## Passage
-.-.-
Yesterday brought us the shocking news of the death of Robin Williams, most likely the result of suicide.
As much as we should mourn this loss we must see to it that there is something to be learned by it. By all accounts Williams felt he had no real options, no place to go, no ability to speak openly about his problems. He tried but never managed to be comfortable in making the full move.
One of the few remaining stigmas in our society is that of mental illness, including the very serious condition of depression. If a person suffers from a broken leg they get our empathy. If someone develops cancer or some other serious illness we gather around them to offer support. Even if they are a complete stranger we feel a need to offer them help through the difficult times.
We feel this way even if it is partly the patients own fault they suffer from the condition. If they behaved foolishly and fell and broke a bone we laugh with them. If they smoked for years and contracted cancer we still support them. This is not, of course, to suggest they deserved what they got but at the same time in many cases they were not entirely innocent.
Yet if someone suffers from depression or some other mental illness we somehow shy away. There is almost a part of us that somehow feels it is their fault and they should be blamed for what has happened to them.
It is a curious reaction when you consider the fact that there are few circumstances under which a person can cause themselves to suffer from depression. It is almost always the result of an imbalance in brain chemistry that the person has absolutely no control over
The result of this stigma is that the person feels that they have no avenue of relief. They cannot approach their family or friends for fear of being looked down on and as a result they become even more isolated and more desperate.
Far too often then end up feeling there is no other choice than to end the pain.
It is sadly too late for Robin Williams. It is to late for the many who went before him. But it is not too late for those who still suffer around us.
So what can we do ?
We can end this stigma. We can encourage those we love and even those we barely know to feel comfortable in approaching for help. We can keep an eye on them, call them, take them to lunch, do all of those little things that mean so much to a person in pain.
We can also learn of more formal organizations that are able to help. Every community has a suicide hotline, a mental health agency and other groups out there to offer aid.
Find these groups and do what you can to help.
Never let another Robin Williams feel like there is no option.
-.-.-
## Extracted information

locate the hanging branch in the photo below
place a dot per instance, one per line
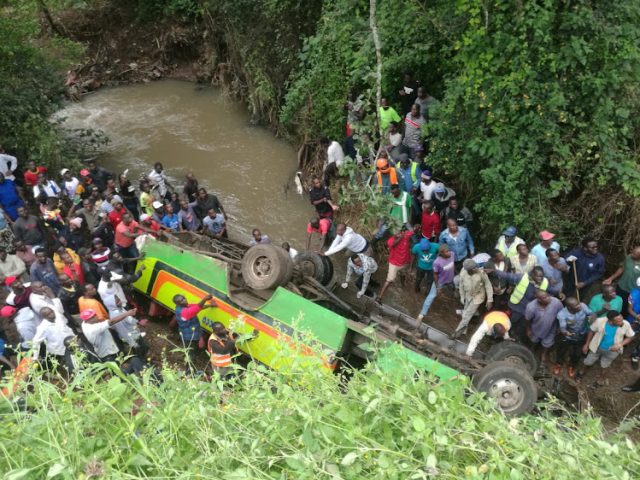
(376, 43)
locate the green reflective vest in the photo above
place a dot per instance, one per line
(522, 286)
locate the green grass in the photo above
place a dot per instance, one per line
(294, 425)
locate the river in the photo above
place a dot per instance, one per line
(192, 129)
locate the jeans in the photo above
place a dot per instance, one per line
(424, 274)
(431, 296)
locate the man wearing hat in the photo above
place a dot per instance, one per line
(425, 252)
(56, 336)
(71, 186)
(25, 321)
(97, 333)
(546, 242)
(495, 324)
(508, 242)
(475, 289)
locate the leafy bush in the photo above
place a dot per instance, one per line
(303, 424)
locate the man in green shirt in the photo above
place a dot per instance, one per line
(628, 272)
(601, 303)
(387, 114)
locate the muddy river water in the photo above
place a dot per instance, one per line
(189, 129)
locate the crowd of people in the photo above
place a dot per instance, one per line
(68, 258)
(534, 292)
(68, 254)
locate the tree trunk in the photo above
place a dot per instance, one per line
(376, 43)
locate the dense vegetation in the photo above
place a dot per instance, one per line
(301, 424)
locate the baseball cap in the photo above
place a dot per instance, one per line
(546, 235)
(7, 311)
(87, 314)
(510, 231)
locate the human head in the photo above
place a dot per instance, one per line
(572, 304)
(615, 318)
(443, 250)
(41, 255)
(64, 280)
(608, 292)
(218, 329)
(47, 314)
(537, 275)
(543, 297)
(179, 300)
(470, 266)
(590, 245)
(90, 291)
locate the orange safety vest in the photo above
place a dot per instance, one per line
(218, 360)
(496, 317)
(392, 174)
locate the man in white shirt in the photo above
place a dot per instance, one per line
(346, 238)
(159, 181)
(55, 335)
(97, 333)
(496, 324)
(42, 296)
(25, 321)
(8, 164)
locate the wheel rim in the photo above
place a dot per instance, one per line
(508, 393)
(262, 267)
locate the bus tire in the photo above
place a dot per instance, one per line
(311, 265)
(263, 267)
(510, 385)
(515, 353)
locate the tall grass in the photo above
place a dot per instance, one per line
(300, 424)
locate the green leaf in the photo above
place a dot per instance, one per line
(348, 459)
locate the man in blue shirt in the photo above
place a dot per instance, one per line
(589, 265)
(426, 252)
(573, 320)
(214, 224)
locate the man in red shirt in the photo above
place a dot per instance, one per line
(323, 227)
(115, 215)
(126, 232)
(399, 258)
(431, 223)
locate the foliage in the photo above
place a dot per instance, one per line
(31, 84)
(543, 107)
(303, 424)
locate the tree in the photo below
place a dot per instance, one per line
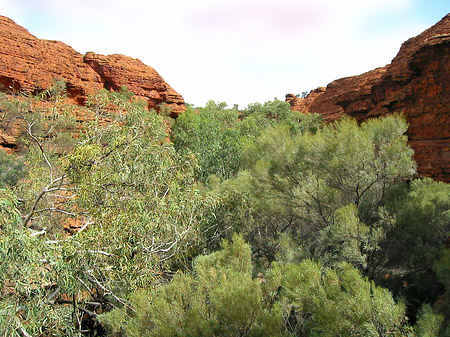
(299, 183)
(221, 298)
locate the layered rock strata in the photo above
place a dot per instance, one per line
(415, 84)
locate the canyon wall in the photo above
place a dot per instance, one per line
(415, 84)
(29, 64)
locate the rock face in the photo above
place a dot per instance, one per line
(416, 84)
(117, 70)
(30, 64)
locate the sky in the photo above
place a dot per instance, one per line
(235, 51)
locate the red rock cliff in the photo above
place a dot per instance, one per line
(29, 64)
(416, 83)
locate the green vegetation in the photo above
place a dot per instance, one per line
(254, 222)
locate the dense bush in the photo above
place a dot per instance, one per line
(125, 229)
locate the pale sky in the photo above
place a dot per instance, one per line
(236, 51)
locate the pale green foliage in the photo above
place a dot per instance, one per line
(217, 136)
(298, 183)
(145, 210)
(27, 278)
(338, 302)
(219, 298)
(344, 239)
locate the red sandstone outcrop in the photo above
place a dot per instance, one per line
(118, 70)
(416, 84)
(30, 64)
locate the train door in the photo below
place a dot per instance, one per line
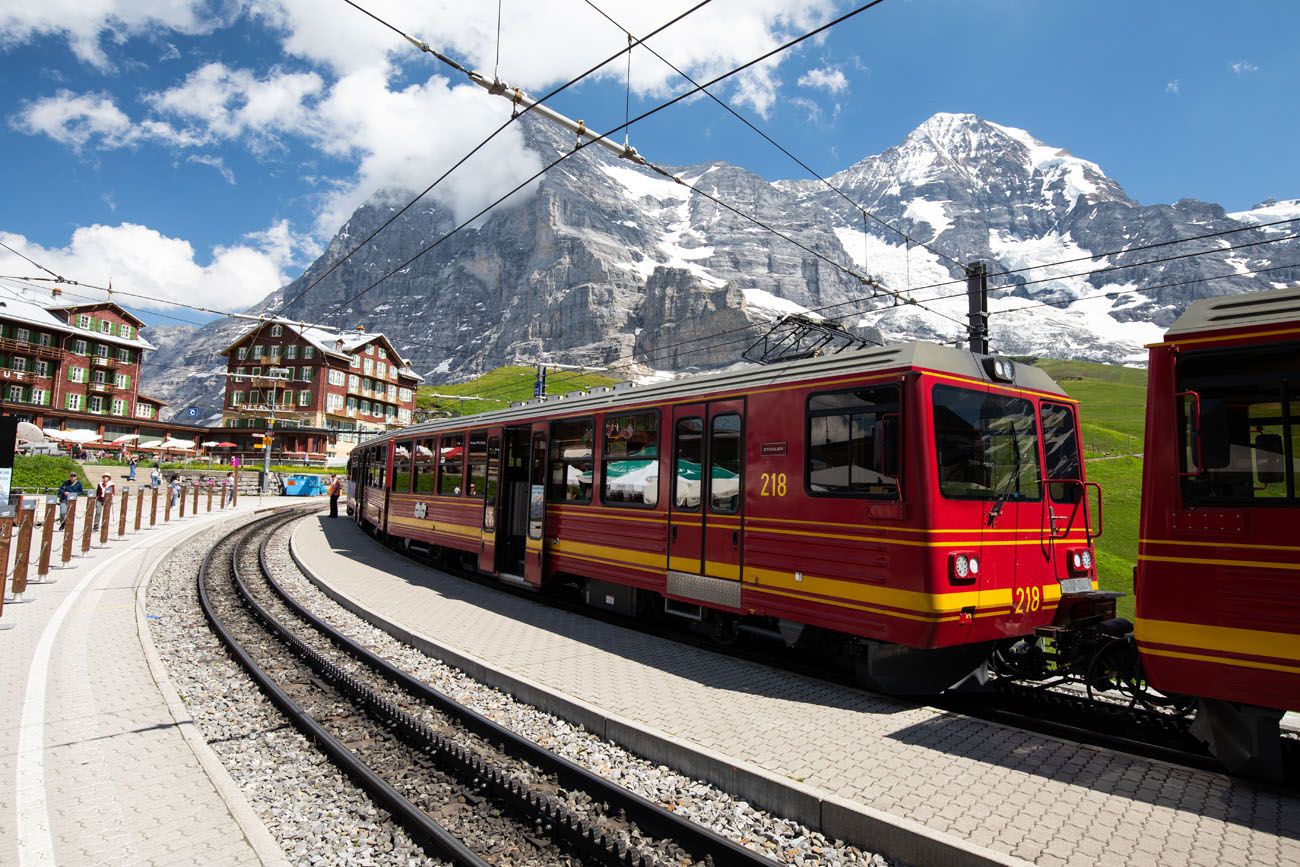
-.-.-
## Exercise description
Reproduce the essay on Robin Williams word for word, taking everything from "We can also" down to "to offer aid.".

## Answer
We can also learn of more formal organizations that are able to help. Every community has a suicide hotline, a mental health agency and other groups out there to offer aid.